— Start ENTRIES SHOWN —

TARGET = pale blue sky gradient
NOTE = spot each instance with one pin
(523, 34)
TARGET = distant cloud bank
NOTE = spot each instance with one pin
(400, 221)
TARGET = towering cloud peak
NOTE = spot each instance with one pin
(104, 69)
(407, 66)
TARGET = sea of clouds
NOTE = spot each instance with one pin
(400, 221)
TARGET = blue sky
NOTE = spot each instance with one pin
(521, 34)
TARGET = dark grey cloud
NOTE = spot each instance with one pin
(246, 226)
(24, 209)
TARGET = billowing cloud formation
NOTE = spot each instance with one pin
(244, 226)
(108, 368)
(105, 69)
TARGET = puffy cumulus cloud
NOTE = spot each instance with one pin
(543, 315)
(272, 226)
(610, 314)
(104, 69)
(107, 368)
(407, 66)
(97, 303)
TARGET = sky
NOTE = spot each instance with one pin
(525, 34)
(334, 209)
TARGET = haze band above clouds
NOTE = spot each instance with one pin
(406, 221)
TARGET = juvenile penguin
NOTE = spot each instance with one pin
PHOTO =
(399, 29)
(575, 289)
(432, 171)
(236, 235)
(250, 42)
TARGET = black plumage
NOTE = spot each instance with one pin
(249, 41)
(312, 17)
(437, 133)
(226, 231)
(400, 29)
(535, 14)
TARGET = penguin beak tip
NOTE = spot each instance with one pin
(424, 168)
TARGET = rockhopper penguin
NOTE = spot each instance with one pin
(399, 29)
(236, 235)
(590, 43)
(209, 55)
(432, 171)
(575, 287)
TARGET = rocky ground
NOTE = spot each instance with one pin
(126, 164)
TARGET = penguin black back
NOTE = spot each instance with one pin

— End ENTRIES SHOWN —

## WRITTEN INSTRUCTION
Convert every line of the records above into a Markdown table with two columns, Row and Line, where Row holds the line's number and Line holds its text; skip any blank lines.

## EXERCISE OUTPUT
| Row | Line |
|---|---|
| 1 | TARGET = pale blue sky gradient |
| 2 | NOTE = spot each instance with one pin |
| 3 | (523, 34) |
| 4 | TARGET = distant cloud bank |
| 5 | NOTE = spot each instance with one pin |
| 6 | (400, 221) |
| 7 | TARGET = towering cloud peak |
| 8 | NOTE = spot each instance with one pin |
| 9 | (104, 69) |
| 10 | (407, 66) |
| 11 | TARGET = sea of clouds |
| 12 | NOTE = spot each instance with one pin |
| 13 | (400, 221) |
| 14 | TARGET = blue sky |
| 15 | NOTE = spot each instance with one pin |
| 16 | (521, 34) |
| 17 | TARGET = dark grey cloud |
| 18 | NOTE = spot each instance with one pin |
| 19 | (246, 226) |
| 20 | (24, 209) |
| 21 | TARGET = billowing cloud formation |
| 22 | NOTE = spot each instance with one pin |
| 23 | (244, 226) |
| 24 | (108, 368) |
| 25 | (105, 69) |
| 26 | TARGET = puffy cumulus cloud |
| 27 | NOTE = spot each instance with one pin |
| 28 | (543, 315) |
| 29 | (272, 226) |
| 30 | (610, 314) |
| 31 | (104, 69) |
| 32 | (107, 368) |
| 33 | (407, 66) |
| 34 | (97, 303) |
| 35 | TARGET = sky |
| 36 | NOTE = spot each instance with one pin |
| 37 | (525, 34) |
| 38 | (334, 209) |
| 39 | TARGET = haze band above clouds |
| 40 | NOTE = spot each instance with one pin |
| 41 | (406, 221) |
| 42 | TARGET = juvenile penguin |
| 43 | NOTE = spot each instance with one pin |
| 44 | PHOTO = |
| 45 | (399, 29) |
| 46 | (575, 289) |
| 47 | (432, 171) |
| 48 | (236, 235) |
| 49 | (250, 42) |
| 50 | TARGET = black plumage |
| 51 | NOTE = spot each instance with one pin |
| 52 | (249, 41) |
| 53 | (312, 17) |
| 54 | (437, 133) |
| 55 | (226, 231) |
| 56 | (400, 29) |
| 57 | (535, 14) |
| 58 | TARGET = penguin beak tip |
| 59 | NOTE = spot each instance with one pin |
| 60 | (424, 168) |
| 61 | TARGET = rockhopper penguin |
| 62 | NOTE = spot each instance with one pin |
| 63 | (399, 29) |
| 64 | (236, 235) |
| 65 | (590, 43) |
| 66 | (209, 55) |
| 67 | (432, 171) |
| 68 | (575, 287) |
| 69 | TARGET = rocky ground |
| 70 | NOTE = spot each instance with one pin |
| 71 | (126, 164) |
| 72 | TARGET = penguin black back |
| 73 | NOTE = spot each instance with one pin |